--- EXTRAIT DU TEXTE ---
/---

Vu la requête inscrite sous le numéro 18871 du rôle et déposée au greffe du tribunal administratif 18 novembre 2004 par Maître Ardavan FATHOLAHZADEH, avocat à la Cour, inscrit au tableau de l’Ordre des avocats à Luxembourg, au nom de Madame …, née le… , de nationalité espagnole, ayant demeuré à L-… , et Monsieur …, né le… , de nationalité capverdienne, ayant été détenu au Centre de séjour provisoire pour étrangers en situation irrégulière à Schrassig, tendant à l’annulation d’une décision implicite de refoulement, respectivement d’expulsion, sous-jacente à une décision de rétention administrative du ministre des Affaires étrangères et de l’Immigration prise à l’encontre de Monsieur … le 16 novembre 2004 ;

Vu le mémoire en réponse du délégué du Gouvernement déposé au greffe du tribunal administratif en date du 8 février 2005 ;

Vu les pièces versées ;

Entendu le juge-rapporteur en son rapport à l’audience publique du 2 mai 2005, en présence de Madame le délégué du Gouvernement Jacqueline JACQUES, qui s’est référée au mémoire écrit de la partie publique.

Par décision du 16 novembre 2004, le ministre des Affaires étrangères et de l'Immigration ordonna le placement de Monsieur …, de nationalité cap-verdienne, au Centre de séjour provisoire pour étrangers en situation irrégulière pour une durée maximum d'un mois.

Par requête déposée le 18 novembre 2004, inscrite sous le numéro 18870 du rôle, Madame … et Monsieur … ont introduit une requête en sursis à exécution par rapport à la décision implicite de refoulement, respectivement d’expulsion, sous-jacente à la décision de rétention administrative visée ci-avant prise à l’encontre de Monsieur … le 16 novembre 2004.

Par une ordonnance du 22 novembre 2004, le président du tribunal administratif a ordonné la radiation du rôle numéro 18870 tout en ayant acté la déclaration du délégué du Gouvernement qu’un éloignement du territoire de Monsieur … ne sera pas effectué tant que le tribunal administratif ne se sera pas prononcé au fond sur le mérite du recours introduit sous le numéro 18871 du rôle.

Par requête déposée 18 novembre 2004, inscrite sous le numéro 18871 du rôle, Madame Madame … et Monsieur … ont déposé une requête en annulation contre la décision implicite de refoulement, respectivement d’expulsion sous-jacente à la décision de rétention prise par le ministre des Affaires étrangères et de l’Immigration prise le 16 novembre 2004.

Le recours en annulation ayant été introduit dans les formes et délai de la loi, il est recevable.

\---

--- DONNÉES FOURNIES ---

/---

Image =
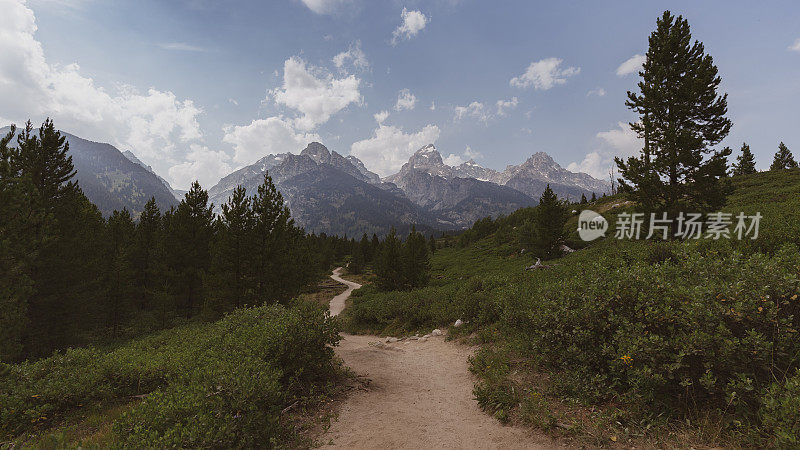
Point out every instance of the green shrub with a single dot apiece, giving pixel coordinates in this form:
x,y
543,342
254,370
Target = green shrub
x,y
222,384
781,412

\---
/---

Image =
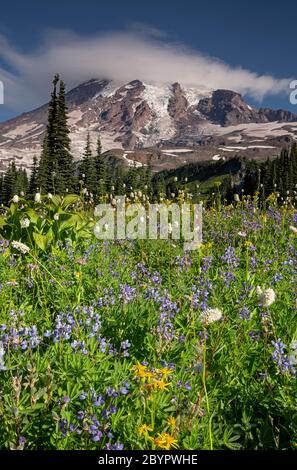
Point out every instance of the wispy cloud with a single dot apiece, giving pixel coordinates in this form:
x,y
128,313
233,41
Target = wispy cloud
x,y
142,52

\---

--- CONSIGNE 1 ---
D'après l'extrait, pour quelle durée maximale le ministre a-t-il ordonné le placement de Monsieur … au Centre de séjour provisoire ?
--- CONSIGNE 2 ---
Relevez toutes les dates distinctes mentionnées dans l'extrait.
--- CONSIGNE 3 ---
Extrayez de l'extrait, sans la modifier, la partie située entre "Par une ordonnance" et "il est recevable.", ces deux passages inclus.

--- CORRIGÉ 1 ---
Pour une durée maximale d'un mois.

--- CORRIGÉ 2 ---
- 16 novembre 2004
- 18 novembre 2004
- 22 novembre 2004
- 8 février 2005
- 2 mai 2005

--- CORRIGÉ 3 ---
Par une ordonnance du 22 novembre 2004, le président du tribunal administratif a ordonné la radiation du rôle numéro 18870 tout en ayant acté la déclaration du délégué du Gouvernement qu’un éloignement du territoire de Monsieur … ne sera pas effectué tant que le tribunal administratif ne se sera pas prononcé au fond sur le mérite du recours introduit sous le numéro 18871 du rôle.

Par requête déposée 18 novembre 2004, inscrite sous le numéro 18871 du rôle, Madame Madame … et Monsieur … ont déposé une requête en annulation contre la décision implicite de refoulement, respectivement d’expulsion sous-jacente à la décision de rétention prise par le ministre des Affaires étrangères et de l’Immigration prise le 16 novembre 2004.

Le recours en annulation ayant été introduit dans les formes et délai de la loi, il est recevable.